## WORK TO COMPLETE
Give every entry again, word for word.
#### SUPPLIED INFORMATION ####
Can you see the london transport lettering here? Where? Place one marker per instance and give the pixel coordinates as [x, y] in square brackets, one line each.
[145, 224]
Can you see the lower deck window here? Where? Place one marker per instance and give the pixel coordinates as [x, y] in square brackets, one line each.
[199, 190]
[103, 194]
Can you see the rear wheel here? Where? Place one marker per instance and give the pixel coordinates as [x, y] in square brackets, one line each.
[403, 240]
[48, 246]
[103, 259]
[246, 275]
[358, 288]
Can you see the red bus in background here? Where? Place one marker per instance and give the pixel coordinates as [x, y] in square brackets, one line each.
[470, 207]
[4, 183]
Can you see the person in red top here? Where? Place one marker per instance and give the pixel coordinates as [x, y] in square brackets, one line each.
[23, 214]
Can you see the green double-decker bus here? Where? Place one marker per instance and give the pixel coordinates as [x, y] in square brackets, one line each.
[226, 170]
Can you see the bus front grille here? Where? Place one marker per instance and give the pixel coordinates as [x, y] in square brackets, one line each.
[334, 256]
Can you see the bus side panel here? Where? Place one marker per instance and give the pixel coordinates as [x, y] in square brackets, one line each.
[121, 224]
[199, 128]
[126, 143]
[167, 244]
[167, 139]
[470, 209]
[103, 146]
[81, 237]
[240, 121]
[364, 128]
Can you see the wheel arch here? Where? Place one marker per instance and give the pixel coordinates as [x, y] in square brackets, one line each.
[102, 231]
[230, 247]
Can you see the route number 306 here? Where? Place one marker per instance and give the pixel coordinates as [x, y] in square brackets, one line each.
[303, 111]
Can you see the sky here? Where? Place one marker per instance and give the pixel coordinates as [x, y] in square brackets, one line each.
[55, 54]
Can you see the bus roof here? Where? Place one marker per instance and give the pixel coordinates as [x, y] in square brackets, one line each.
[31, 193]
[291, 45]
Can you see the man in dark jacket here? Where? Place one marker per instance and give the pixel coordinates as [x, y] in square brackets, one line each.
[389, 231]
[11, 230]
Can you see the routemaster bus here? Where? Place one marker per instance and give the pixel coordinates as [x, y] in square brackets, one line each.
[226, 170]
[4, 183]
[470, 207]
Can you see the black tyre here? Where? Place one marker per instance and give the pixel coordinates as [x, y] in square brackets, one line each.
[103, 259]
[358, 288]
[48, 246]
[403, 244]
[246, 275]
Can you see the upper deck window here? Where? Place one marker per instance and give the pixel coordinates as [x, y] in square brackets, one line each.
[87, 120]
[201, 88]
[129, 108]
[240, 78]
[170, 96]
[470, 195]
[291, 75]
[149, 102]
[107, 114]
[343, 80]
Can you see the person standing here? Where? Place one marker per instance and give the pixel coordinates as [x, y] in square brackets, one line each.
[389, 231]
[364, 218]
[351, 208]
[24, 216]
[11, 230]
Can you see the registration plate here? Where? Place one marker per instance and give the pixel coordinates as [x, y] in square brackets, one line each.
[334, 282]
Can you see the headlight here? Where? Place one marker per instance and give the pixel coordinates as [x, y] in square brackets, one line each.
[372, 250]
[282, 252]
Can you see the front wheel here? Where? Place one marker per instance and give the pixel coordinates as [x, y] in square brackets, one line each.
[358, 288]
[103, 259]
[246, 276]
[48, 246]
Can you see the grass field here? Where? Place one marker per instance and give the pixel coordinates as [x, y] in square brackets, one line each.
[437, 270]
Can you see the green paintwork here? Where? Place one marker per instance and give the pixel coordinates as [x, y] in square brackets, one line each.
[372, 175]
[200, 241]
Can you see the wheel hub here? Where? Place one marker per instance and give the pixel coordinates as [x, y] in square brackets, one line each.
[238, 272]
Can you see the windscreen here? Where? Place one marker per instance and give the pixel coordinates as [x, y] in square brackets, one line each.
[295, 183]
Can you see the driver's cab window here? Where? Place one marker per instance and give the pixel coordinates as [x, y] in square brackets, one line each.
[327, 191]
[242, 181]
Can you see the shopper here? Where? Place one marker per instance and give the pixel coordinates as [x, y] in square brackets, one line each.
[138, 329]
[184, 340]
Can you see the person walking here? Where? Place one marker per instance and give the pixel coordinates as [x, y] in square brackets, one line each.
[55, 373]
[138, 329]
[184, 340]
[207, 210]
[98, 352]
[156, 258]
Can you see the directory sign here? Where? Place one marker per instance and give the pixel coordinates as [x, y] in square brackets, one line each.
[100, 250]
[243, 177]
####
## PROBLEM SOLUTION
Can you see the london transport lettering here? Where? Place one marker per instance and give the pixel coordinates as [x, y] in square brackets, one line each.
[145, 224]
Can you see the lower deck window here? Where? Place one marker per instance and give the pixel coordinates as [x, y] in square brackets, one line each.
[199, 190]
[103, 194]
Can you see the rear wheel here? Where? Place one marker per instance and give the pixel coordinates as [x, y] in square brackets, one line each.
[403, 240]
[48, 246]
[103, 259]
[246, 275]
[358, 288]
Can you see the red bus in background here? Where? Place one marker per instance and give the pixel coordinates as [x, y] in square brackets, one line each.
[470, 207]
[4, 183]
Can you see the person in red top here? Where? Place one marker per instance and give the pixel coordinates as [x, y] in square brackets, one line each.
[23, 214]
Can you see the green double-decker bus here? Where? Place one marker per instance and give the pixel coordinates as [x, y] in square brackets, one line each.
[226, 170]
Can you see the bus front grille here? Where? Place one marker per instance and give the pixel coordinates as [x, y] in square brackets, one line each.
[334, 256]
Can you see the bus side panel here? Where? Place one marker per instance and give the pixel coordinates as [x, y] in square brackets, one line each.
[121, 224]
[199, 128]
[126, 143]
[167, 244]
[167, 139]
[470, 209]
[103, 146]
[81, 237]
[240, 121]
[364, 128]
Can you see the wheel arch here? Where? Place one marker per instance and give the pixel coordinates as [x, y] in square brackets, one line each.
[102, 231]
[230, 247]
Can you see the route number 306 here? Where? Place one marker per instance and give the pixel coordinates as [x, y] in square brackets, one line each.
[303, 111]
Can you see the sky here? Where? Place one marker per instance and give the pixel coordinates as [x, y] in square brackets, one line each.
[55, 54]
Can you see the bus roof here? Where? Place one marker per instance and give the pixel coordinates as [x, y] in square brackets, one line each.
[31, 193]
[291, 45]
Can you see the man in dark jacket here? Where? Place one marker per instance and give the pixel coordinates as [x, y] in square brackets, one line each.
[389, 231]
[11, 230]
Can you see the routemaster bus here? Where? Place one marker per instance and give the pixel coordinates as [x, y] in square brackets, one line each.
[226, 170]
[4, 183]
[470, 207]
Can you see the black tyre here? Where? Place one marker per instance and give the pixel coordinates as [x, y] in square brackets, one line each.
[103, 259]
[358, 288]
[48, 246]
[403, 244]
[246, 275]
Can you see the upper deck window here? Where? Place one marker per instance and give the pixel coordinates as [x, y] in square brackets, one line each.
[87, 120]
[201, 88]
[129, 108]
[240, 78]
[170, 96]
[470, 195]
[291, 75]
[149, 102]
[107, 114]
[343, 80]
Can you see the person standing here? Where? Place one marker per instance and give the pixel coordinates as [x, y] in square brackets, one line each.
[389, 231]
[364, 218]
[351, 208]
[24, 216]
[11, 230]
Can you see the registration plate here? Where? Place one marker per instance and give the pixel coordinates as [x, y] in square brackets, one line each.
[334, 282]
Can you see the headlight here? Where? Place one marker per instance and give the pixel coordinates as [x, y] in square brackets, one line each.
[372, 250]
[282, 252]
Can you see the front wheel here? Where? Place one marker per instance and give the pixel coordinates as [x, y] in square brackets, one line each.
[358, 288]
[103, 259]
[246, 276]
[48, 246]
Can you see the grass field here? Where? Place one marker per instance and give the pixel coordinates as [x, y] in square brackets, one line each.
[437, 270]
Can you see the green paintwork here? Where? Place one marker per instance and give the pixel coordinates as [x, y] in square brackets, one line each.
[372, 175]
[200, 241]
Can you see the wheel hub here? Where? Place one marker per instance and give the pixel coordinates as [x, y] in square brackets, one line each.
[238, 272]
Can you see the windscreen here? Where? Place one marker per instance and give the pixel coordinates as [x, y] in square brackets, one line each.
[295, 183]
Can you see the driver's cab window here? Where? Place one marker per instance and give the pixel coordinates as [x, y] in square brackets, one line each.
[327, 191]
[242, 181]
Can you see the shopper here? Where? Place one marker per instance and give the pixel coordinates as [x, y] in square brackets, one line each.
[138, 329]
[184, 340]
Can you see the person walking here? Where? Place one marker per instance and give the pixel coordinates as [x, y] in square brackets, one line each.
[55, 373]
[138, 329]
[184, 340]
[207, 210]
[98, 352]
[156, 258]
Can you see the directory sign here? Where? Place one marker per instance and give the pixel coordinates as [x, y] in square brackets, one line each.
[100, 250]
[243, 177]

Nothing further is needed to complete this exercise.